The Yellowstone Repertory Theatre is ending its first season with the theatrical equivalent of a walk-off home run, an engaging and memorable production of a Pulitzer Prize-winning play.
On opening night of “Crimes of the Heart,” Craig Huisenga, one of the theater’s founding members along with Dina Brophy and Caitlin Hart, assured the audience that a second season is coming.
“We have every confidence that we will be back for another season,” Huisenga told the audience.
He was a bit vague about the details but added information in an email the next day. The company budgeted for 50 percent capacity at its shows and beat that goal, he said. Revenues went to pay actors and production staff instead of the founders or business staff, he said.
“Like any new business, we have some challenges as we look to the future,” Huisenga wrote. “Because of health issues and life changes, we need to expand the core of our ensemble and add to our board of directors as we figure out how to run the company. But our mission is the same — to bring professional theatre to Billings, create an ensemble of professional artists, and captivate and inspire our audiences. We have a lot of work to do, but to me the future looks bright for Yellowstone Rep.”
Let’s hope so. The theater’s three productions in the first season — “Doubt,” “The Glass Menagerie” and now “Crimes of the Heart” — set a high standard. The current production may be the best yet, even if the source material is the weakest.
----
Task 1 | Do these statements agree with the theater review? (a) The company beat its goal of 50 percent capacity at its shows. (b) Revenues went to pay the founders. (c) Craig Huisenga founded the theater alone.
Task 2 | Can you reproduce the theater review from "On opening night" to "season is coming."?
Task 3 | How would you sum up the theater review in two sentences?

Supplied material |
----
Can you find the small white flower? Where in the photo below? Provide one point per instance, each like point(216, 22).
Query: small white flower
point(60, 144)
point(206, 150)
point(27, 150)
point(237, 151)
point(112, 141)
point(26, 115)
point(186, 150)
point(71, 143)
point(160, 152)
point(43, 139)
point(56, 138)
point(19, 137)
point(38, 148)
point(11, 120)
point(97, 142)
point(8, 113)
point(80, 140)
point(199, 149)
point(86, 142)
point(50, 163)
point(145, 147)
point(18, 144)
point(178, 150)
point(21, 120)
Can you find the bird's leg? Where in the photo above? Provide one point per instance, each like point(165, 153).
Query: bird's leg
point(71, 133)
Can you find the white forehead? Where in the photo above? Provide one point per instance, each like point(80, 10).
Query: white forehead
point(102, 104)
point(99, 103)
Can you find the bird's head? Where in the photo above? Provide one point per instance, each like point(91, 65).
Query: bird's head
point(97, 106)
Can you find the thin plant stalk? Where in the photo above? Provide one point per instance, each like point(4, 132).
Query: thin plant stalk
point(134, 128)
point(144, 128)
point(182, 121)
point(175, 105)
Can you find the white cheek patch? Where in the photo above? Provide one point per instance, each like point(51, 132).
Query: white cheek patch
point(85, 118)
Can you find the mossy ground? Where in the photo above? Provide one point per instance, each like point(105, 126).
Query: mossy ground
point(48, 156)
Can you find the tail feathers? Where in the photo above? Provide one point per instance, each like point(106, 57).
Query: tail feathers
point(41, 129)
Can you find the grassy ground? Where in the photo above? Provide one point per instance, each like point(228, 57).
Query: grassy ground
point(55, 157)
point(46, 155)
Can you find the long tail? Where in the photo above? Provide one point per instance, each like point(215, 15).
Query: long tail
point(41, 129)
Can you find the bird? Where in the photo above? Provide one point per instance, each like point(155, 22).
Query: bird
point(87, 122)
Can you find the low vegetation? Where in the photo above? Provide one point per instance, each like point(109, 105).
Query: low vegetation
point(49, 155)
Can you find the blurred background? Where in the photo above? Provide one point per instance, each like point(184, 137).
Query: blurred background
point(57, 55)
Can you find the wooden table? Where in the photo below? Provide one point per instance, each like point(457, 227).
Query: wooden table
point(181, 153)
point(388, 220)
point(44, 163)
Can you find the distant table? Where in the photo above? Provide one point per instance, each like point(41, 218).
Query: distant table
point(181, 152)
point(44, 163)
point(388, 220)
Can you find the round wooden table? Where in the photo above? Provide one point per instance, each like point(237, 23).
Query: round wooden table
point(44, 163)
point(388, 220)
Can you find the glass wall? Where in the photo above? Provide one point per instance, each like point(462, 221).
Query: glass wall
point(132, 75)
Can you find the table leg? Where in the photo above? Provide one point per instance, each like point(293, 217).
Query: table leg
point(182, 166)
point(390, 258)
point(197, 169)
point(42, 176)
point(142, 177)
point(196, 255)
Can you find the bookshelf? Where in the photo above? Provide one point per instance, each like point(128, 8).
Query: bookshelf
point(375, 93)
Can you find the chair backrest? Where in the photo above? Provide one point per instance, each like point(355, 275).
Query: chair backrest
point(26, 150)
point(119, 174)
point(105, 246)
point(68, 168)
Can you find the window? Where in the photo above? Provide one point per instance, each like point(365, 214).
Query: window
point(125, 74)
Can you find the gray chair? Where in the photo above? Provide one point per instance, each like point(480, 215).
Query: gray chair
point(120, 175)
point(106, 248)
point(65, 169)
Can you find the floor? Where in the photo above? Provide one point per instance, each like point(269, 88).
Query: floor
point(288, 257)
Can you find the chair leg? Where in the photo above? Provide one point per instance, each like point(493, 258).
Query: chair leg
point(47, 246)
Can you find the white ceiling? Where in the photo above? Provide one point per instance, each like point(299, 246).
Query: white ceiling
----
Answer area 1 |
(a) Yes: "The company budgeted for 50 percent capacity at its shows and beat that goal"
(b) No: "Revenues went to pay actors and production staff instead of the founders or business staff"
(c) No: "one of the theater’s founding members along with Dina Brophy and Caitlin Hart"

Answer area 2 |
On opening night of “Crimes of the Heart,” Craig Huisenga, one of the theater’s founding members along with Dina Brophy and Caitlin Hart, assured the audience that a second season is coming.

Answer area 3 | The Yellowstone Repertory Theatre is ending its first season with an engaging production of the Pulitzer Prize-winning play “Crimes of the Heart,” following “Doubt” and “The Glass Menagerie.” Founding member Craig Huisenga said the company beat its goal of 50 percent capacity and expects a second season, though it needs to expand its ensemble and board of directors.